*** RECORDS FOR THE TASK
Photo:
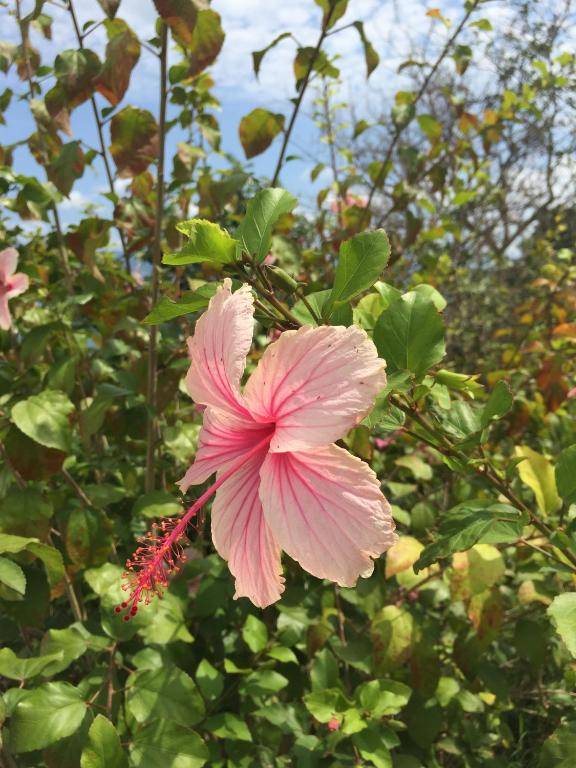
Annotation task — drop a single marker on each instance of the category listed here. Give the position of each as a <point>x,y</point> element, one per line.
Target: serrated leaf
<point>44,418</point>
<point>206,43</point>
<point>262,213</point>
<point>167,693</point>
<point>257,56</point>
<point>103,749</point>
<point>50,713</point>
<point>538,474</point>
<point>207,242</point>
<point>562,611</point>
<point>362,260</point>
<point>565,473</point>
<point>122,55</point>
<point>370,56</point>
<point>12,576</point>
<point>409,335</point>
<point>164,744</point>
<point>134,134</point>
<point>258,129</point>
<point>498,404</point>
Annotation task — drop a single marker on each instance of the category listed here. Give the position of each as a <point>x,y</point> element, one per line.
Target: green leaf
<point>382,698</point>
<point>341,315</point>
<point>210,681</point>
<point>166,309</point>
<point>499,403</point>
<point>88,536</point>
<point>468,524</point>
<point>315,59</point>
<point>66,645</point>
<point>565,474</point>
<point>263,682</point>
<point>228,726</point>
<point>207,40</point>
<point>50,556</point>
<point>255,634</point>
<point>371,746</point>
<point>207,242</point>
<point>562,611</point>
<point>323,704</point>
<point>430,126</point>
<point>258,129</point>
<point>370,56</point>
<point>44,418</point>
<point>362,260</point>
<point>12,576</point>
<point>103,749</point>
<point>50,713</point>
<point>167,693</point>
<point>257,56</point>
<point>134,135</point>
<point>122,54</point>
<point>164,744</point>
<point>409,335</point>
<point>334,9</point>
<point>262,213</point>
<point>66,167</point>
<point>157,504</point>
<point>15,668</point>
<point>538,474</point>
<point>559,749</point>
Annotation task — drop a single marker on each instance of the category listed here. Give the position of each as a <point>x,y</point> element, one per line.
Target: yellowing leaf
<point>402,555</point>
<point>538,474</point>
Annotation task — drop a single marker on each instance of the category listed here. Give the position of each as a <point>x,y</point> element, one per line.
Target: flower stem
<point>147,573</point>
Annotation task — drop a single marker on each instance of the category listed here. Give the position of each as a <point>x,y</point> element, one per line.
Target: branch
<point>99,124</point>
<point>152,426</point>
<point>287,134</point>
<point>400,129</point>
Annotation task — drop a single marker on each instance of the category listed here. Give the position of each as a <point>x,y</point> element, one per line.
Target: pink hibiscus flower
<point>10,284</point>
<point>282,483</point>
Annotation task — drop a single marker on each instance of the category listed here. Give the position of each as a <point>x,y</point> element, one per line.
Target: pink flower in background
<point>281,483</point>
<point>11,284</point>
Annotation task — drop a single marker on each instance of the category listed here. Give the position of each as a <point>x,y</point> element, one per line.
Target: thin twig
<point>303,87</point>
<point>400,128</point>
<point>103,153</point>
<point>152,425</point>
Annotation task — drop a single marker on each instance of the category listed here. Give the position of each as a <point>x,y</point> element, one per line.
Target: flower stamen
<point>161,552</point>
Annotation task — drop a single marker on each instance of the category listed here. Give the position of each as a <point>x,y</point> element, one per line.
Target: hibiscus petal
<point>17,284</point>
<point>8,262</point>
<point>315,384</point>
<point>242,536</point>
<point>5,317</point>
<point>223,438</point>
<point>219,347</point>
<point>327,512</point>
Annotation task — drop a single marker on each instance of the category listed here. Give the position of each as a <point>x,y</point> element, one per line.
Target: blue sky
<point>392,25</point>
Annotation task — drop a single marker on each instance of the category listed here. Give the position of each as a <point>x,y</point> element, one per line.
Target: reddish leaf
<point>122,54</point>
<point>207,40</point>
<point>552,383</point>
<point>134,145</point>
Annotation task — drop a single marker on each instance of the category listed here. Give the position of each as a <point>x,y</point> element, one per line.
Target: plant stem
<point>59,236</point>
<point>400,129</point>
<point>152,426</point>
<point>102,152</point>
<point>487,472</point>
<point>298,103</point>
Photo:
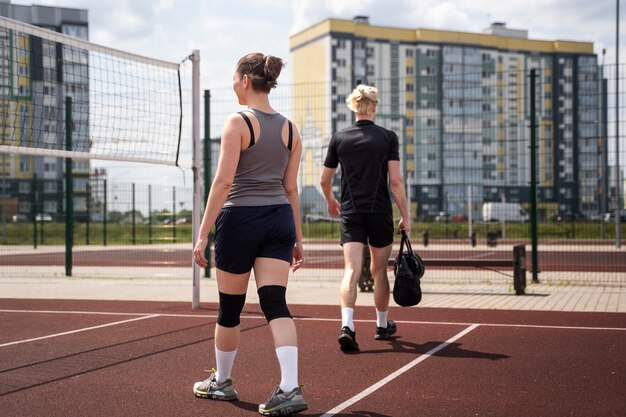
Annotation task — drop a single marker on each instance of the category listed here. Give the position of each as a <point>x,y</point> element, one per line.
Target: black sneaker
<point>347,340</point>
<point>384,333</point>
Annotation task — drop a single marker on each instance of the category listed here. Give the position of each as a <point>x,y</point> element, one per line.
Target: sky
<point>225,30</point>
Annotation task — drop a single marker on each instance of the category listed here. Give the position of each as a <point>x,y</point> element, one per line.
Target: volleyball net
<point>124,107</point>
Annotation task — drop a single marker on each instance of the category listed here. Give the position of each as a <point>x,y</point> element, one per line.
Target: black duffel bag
******
WHAT NEEDS TO BE DONE: Your answer must be an exact copy of the listing, with every picture omitted.

RESPONSE AREA:
Photo:
Annotation task — drop a single marker on each instance of the category listed here. Give the position of each as a <point>x,y</point> element, one per line.
Target: serrated leaf
<point>44,418</point>
<point>206,43</point>
<point>262,213</point>
<point>167,693</point>
<point>257,56</point>
<point>103,749</point>
<point>50,713</point>
<point>538,474</point>
<point>207,242</point>
<point>562,611</point>
<point>362,260</point>
<point>565,473</point>
<point>122,55</point>
<point>370,56</point>
<point>12,576</point>
<point>409,335</point>
<point>164,744</point>
<point>134,134</point>
<point>258,129</point>
<point>498,404</point>
Annotation task — drop a single marker on each instance of the category listed here. Give the position of each as a <point>x,y</point> element, one per line.
Target: green leaf
<point>382,698</point>
<point>341,315</point>
<point>210,681</point>
<point>166,309</point>
<point>499,403</point>
<point>88,536</point>
<point>468,524</point>
<point>315,59</point>
<point>66,645</point>
<point>565,474</point>
<point>263,682</point>
<point>228,726</point>
<point>207,40</point>
<point>50,556</point>
<point>255,634</point>
<point>371,746</point>
<point>207,242</point>
<point>562,611</point>
<point>323,704</point>
<point>430,126</point>
<point>258,129</point>
<point>370,56</point>
<point>44,418</point>
<point>362,260</point>
<point>12,576</point>
<point>103,749</point>
<point>50,713</point>
<point>167,693</point>
<point>257,56</point>
<point>134,135</point>
<point>122,54</point>
<point>164,744</point>
<point>409,335</point>
<point>334,9</point>
<point>262,213</point>
<point>66,167</point>
<point>157,504</point>
<point>15,668</point>
<point>538,474</point>
<point>559,749</point>
Annotation task — drop a single marker on each instance of the category listed here. Give the position of each as a <point>x,y</point> element, one per line.
Target: yellowing leaf
<point>402,555</point>
<point>538,474</point>
Annotation task — drop a single marker on each instance of the category listed here. Give the position of each as a <point>x,y</point> element, one per line.
Target: flower stem
<point>147,573</point>
Annotation task — drop a single marker on each instance of the category listed here. Give the position of each as a <point>x,y</point> element, one per line.
Target: branch
<point>99,124</point>
<point>152,426</point>
<point>287,134</point>
<point>400,129</point>
Annotation task — drop a single marker on each instance of the category listed here. Give the position of each as a <point>x,y</point> element, one per line.
Target: pink hibiscus flower
<point>10,284</point>
<point>282,483</point>
Annotation task — drop a single marker on each instance of the category listed here. Give the position of each as a <point>x,y</point> element, one per line.
Target: pink flower in background
<point>281,483</point>
<point>11,284</point>
Annotation task — drop a single marker on each instance of the category listed here. Give the position of each as a <point>x,y</point> element, one per line.
Target: thin twig
<point>303,87</point>
<point>400,128</point>
<point>103,153</point>
<point>152,425</point>
Annotation task — drop a single marker on each instance of the category listed here. Give the position of each as a <point>x,y</point> element, one per line.
Target: flower stamen
<point>161,552</point>
Annotation task — drop a single marker on each instance of the category listed here. Give the position of each as a <point>x,y</point> element, one per line.
Target: hibiscus petal
<point>17,284</point>
<point>8,262</point>
<point>315,384</point>
<point>242,536</point>
<point>5,317</point>
<point>223,438</point>
<point>219,347</point>
<point>327,512</point>
Annotation task — drop a single marker on each instance of the category listed here. Give the position of each as a <point>x,y</point> element, one per line.
Target: blue sky
<point>392,25</point>
Annotation task — drop a single marker on each instance of the category listed here. Give the position of each as a <point>x,y</point> element, one per line.
Target: reddish leaf
<point>122,54</point>
<point>207,40</point>
<point>552,383</point>
<point>134,145</point>
Annotation task — drop a single marker on each instance of the category listed here. Give the position of each as a <point>x,y</point> element, one per line.
Target: plant stem
<point>59,236</point>
<point>400,129</point>
<point>152,426</point>
<point>102,152</point>
<point>487,472</point>
<point>298,103</point>
Photo:
Annotation task — drop a single marker on each instance of the category listed here. Give the position of each as a <point>x,y</point> element, one per line.
Target: black sneaker
<point>347,340</point>
<point>384,333</point>
Annotation task — drop a single marker on each instance of the category listed here. Give the position of each as a <point>x,y</point> element, one per line.
Target: sky
<point>225,30</point>
Annotation task — drop a single marker on each instance of the category listed here. Give the position of each as a <point>x,y</point> element, one per line.
Target: volleyball net
<point>124,107</point>
Annotation task — drop a single marker on each instance of the category listed here. Give the position of each as a <point>x,y</point> element, one per line.
Target: black duffel bag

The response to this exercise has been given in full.